◆ TRECHO DA PÁGINA:
•••••

Comunista que se preze, é dialético, refuta
veementemente o que afirmara no minuto anterior. Os anos Kruchev foram
plenos de contradições, interviu-se na Hungria (1956) ao mesmo tempo em
que se esfriou as relações com a China, sendo-lhe cortado o fornecimento
de petróleo quando Mao Tsé-tung se irritou diante do seu namoro com os
tigres capitalistas. Era uma no cravo, outra na ferradura. O comunismo
se espraiava pela Ásia (Coréia, Vietnã), África (Angola, Moçambique),
Oriente Médio (Iêmen) e Cuba, transformando a América Central num barril
de pólvora. No entanto, na crise dos mísseis em Cuba, os soviéticos
puseram as barbas de Fidel de molho, ao recuarem diante da ameaça da
guerra nuclear, removendo a base.
Ao pretender ser um ideólogo do jaez de
Lenin, Kruchev quis purgar a culpa de incontáveis comunistas do mundo
inteiro de que a União Soviética seria outra sob a inspiração leninista.
Revelaria uma imagem dissociada do terror, assim reza o devaneio
irrefreável condicionado ao “se”. Uma chance perdida em humanizar o
sonho do igualitarismo.
É bem verdade que o comunismo fulminara
com essa ladainha de berço na evolução educacional dos jovens, ao
arrastar os princípios revolucionários comunistas para a história
oficial a ser contada. Mas não se pode minimizar as diferenças na
formação de Lenin e seus afins, se confrontada com o forno que moldou
Stalin. E Kruchev, cujo brilhareco maior foi parodiar Charles Chaplin no
filme
Em Busca do Ouro, estilizando a cena da dança dos sapatos, ao
tamborilar com os seus grosseiramente na mesa, em plena ONU, a pretexto
de opor-se à ordem internacional e chocar a burguesia.

•••••

◆ MATERIAL APRESENTADO:
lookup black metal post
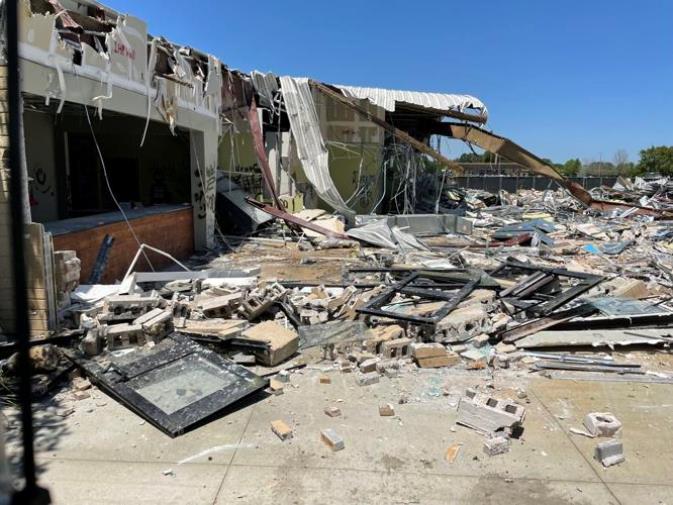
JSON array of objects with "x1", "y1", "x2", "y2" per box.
[{"x1": 5, "y1": 0, "x2": 49, "y2": 504}]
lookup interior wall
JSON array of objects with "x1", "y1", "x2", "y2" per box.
[
  {"x1": 23, "y1": 110, "x2": 59, "y2": 223},
  {"x1": 26, "y1": 109, "x2": 192, "y2": 222},
  {"x1": 290, "y1": 91, "x2": 385, "y2": 213},
  {"x1": 217, "y1": 115, "x2": 263, "y2": 197}
]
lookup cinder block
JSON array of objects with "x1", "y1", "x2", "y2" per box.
[
  {"x1": 595, "y1": 438, "x2": 625, "y2": 467},
  {"x1": 325, "y1": 407, "x2": 341, "y2": 417},
  {"x1": 484, "y1": 436, "x2": 510, "y2": 456},
  {"x1": 584, "y1": 412, "x2": 622, "y2": 437},
  {"x1": 381, "y1": 338, "x2": 414, "y2": 359},
  {"x1": 417, "y1": 352, "x2": 460, "y2": 368},
  {"x1": 411, "y1": 343, "x2": 446, "y2": 360},
  {"x1": 355, "y1": 372, "x2": 379, "y2": 386},
  {"x1": 359, "y1": 358, "x2": 379, "y2": 373},
  {"x1": 269, "y1": 379, "x2": 283, "y2": 395},
  {"x1": 320, "y1": 428, "x2": 345, "y2": 451},
  {"x1": 456, "y1": 389, "x2": 526, "y2": 434},
  {"x1": 363, "y1": 324, "x2": 404, "y2": 354},
  {"x1": 271, "y1": 419, "x2": 292, "y2": 440}
]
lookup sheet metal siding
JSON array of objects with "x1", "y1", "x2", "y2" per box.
[{"x1": 336, "y1": 85, "x2": 488, "y2": 116}]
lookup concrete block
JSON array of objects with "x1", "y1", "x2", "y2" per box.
[
  {"x1": 456, "y1": 389, "x2": 526, "y2": 434},
  {"x1": 80, "y1": 328, "x2": 103, "y2": 356},
  {"x1": 595, "y1": 438, "x2": 625, "y2": 467},
  {"x1": 470, "y1": 333, "x2": 491, "y2": 347},
  {"x1": 381, "y1": 338, "x2": 414, "y2": 359},
  {"x1": 197, "y1": 293, "x2": 243, "y2": 318},
  {"x1": 417, "y1": 352, "x2": 460, "y2": 368},
  {"x1": 102, "y1": 323, "x2": 147, "y2": 351},
  {"x1": 325, "y1": 407, "x2": 341, "y2": 417},
  {"x1": 601, "y1": 277, "x2": 652, "y2": 300},
  {"x1": 495, "y1": 342, "x2": 517, "y2": 354},
  {"x1": 271, "y1": 419, "x2": 293, "y2": 440},
  {"x1": 355, "y1": 372, "x2": 379, "y2": 386},
  {"x1": 133, "y1": 308, "x2": 174, "y2": 342},
  {"x1": 436, "y1": 305, "x2": 491, "y2": 342},
  {"x1": 379, "y1": 403, "x2": 395, "y2": 417},
  {"x1": 484, "y1": 436, "x2": 510, "y2": 456},
  {"x1": 359, "y1": 358, "x2": 379, "y2": 373},
  {"x1": 460, "y1": 349, "x2": 486, "y2": 361},
  {"x1": 320, "y1": 428, "x2": 345, "y2": 451},
  {"x1": 363, "y1": 324, "x2": 404, "y2": 354},
  {"x1": 411, "y1": 343, "x2": 446, "y2": 360},
  {"x1": 584, "y1": 412, "x2": 622, "y2": 437},
  {"x1": 98, "y1": 292, "x2": 167, "y2": 322},
  {"x1": 383, "y1": 368, "x2": 400, "y2": 379},
  {"x1": 269, "y1": 379, "x2": 283, "y2": 395}
]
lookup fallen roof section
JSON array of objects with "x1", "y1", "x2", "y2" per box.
[{"x1": 335, "y1": 84, "x2": 488, "y2": 123}]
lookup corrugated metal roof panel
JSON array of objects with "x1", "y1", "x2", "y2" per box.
[{"x1": 335, "y1": 84, "x2": 488, "y2": 117}]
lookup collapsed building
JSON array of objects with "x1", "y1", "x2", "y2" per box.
[{"x1": 0, "y1": 0, "x2": 673, "y2": 476}]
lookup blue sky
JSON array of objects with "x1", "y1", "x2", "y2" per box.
[{"x1": 104, "y1": 0, "x2": 673, "y2": 162}]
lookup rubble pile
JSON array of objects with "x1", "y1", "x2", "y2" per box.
[{"x1": 6, "y1": 181, "x2": 673, "y2": 466}]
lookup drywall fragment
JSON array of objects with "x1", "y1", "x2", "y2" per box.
[
  {"x1": 417, "y1": 351, "x2": 461, "y2": 368},
  {"x1": 241, "y1": 321, "x2": 299, "y2": 366},
  {"x1": 444, "y1": 444, "x2": 462, "y2": 463},
  {"x1": 379, "y1": 403, "x2": 395, "y2": 417}
]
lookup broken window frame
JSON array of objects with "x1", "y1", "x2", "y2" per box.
[
  {"x1": 73, "y1": 333, "x2": 268, "y2": 437},
  {"x1": 490, "y1": 261, "x2": 605, "y2": 317},
  {"x1": 356, "y1": 272, "x2": 479, "y2": 328}
]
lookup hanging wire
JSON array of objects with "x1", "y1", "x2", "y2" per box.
[{"x1": 84, "y1": 105, "x2": 154, "y2": 272}]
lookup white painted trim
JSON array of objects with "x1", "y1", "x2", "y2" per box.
[{"x1": 19, "y1": 42, "x2": 219, "y2": 119}]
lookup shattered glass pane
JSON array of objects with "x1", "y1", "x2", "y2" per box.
[
  {"x1": 129, "y1": 359, "x2": 236, "y2": 414},
  {"x1": 589, "y1": 297, "x2": 670, "y2": 316}
]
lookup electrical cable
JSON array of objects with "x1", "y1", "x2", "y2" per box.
[{"x1": 84, "y1": 105, "x2": 155, "y2": 272}]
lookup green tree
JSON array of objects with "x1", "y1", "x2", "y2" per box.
[
  {"x1": 560, "y1": 158, "x2": 582, "y2": 177},
  {"x1": 637, "y1": 146, "x2": 673, "y2": 175}
]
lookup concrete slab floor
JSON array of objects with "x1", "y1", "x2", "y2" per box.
[{"x1": 5, "y1": 368, "x2": 673, "y2": 505}]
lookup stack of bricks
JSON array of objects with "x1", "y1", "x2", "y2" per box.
[{"x1": 0, "y1": 69, "x2": 54, "y2": 338}]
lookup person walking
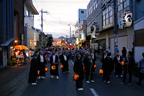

•••••

◆ EXERCÍCIO ESCRITO:
Escreva a continuação do trecho sobre Kruchev e o comunismo soviético, começando logo depois da última frase apresentada.

◆ RESULTADO DA TAREFA:
De qualquer modo, se berço é elitismo ou
não, Lenin era um intelectual a serviço de uma causa. Stalin era um
burocrata a serviço do proletariado. O mito versus a concretude do
realismo soviético em ter que implantar a célula mater de uma ideologia
que extinguia a propriedade privada, o lucro, os juros, a Igreja e os
privilégios que perpetuavam as desigualdades. Proletarizar a sociedade e
eliminar a aristocracia que gera o doce charme da burguesia, responsável
por uma canhestra visão de querer ser dono de si para alcançar o dono de
tudo.
Uma tarefa, portanto, para Deus. Como
Stalin era ateu e agnóstico, tarefa à altura de um czar, caráter
predominante na ecologia política da Rússia. Como no antigo império, a
nação governada por uma elite autocrática.
Em 1965, Kruchev é deposto do poder e
substituído pelo neo-stalinista Leonid Brejnev. Exagerou no
desmantelamento do culto a Stalin e no descrédito de companheiros do
círculo stalinista, enquanto, como ex-membro, se preservava. O
reconhecimento público honesto dos pecados cometidos por Stalin deu
margem aos defensores da primazia do capital sobre o trabalho que
tentassem solapar a base histórica de legitimidade do regime soviético.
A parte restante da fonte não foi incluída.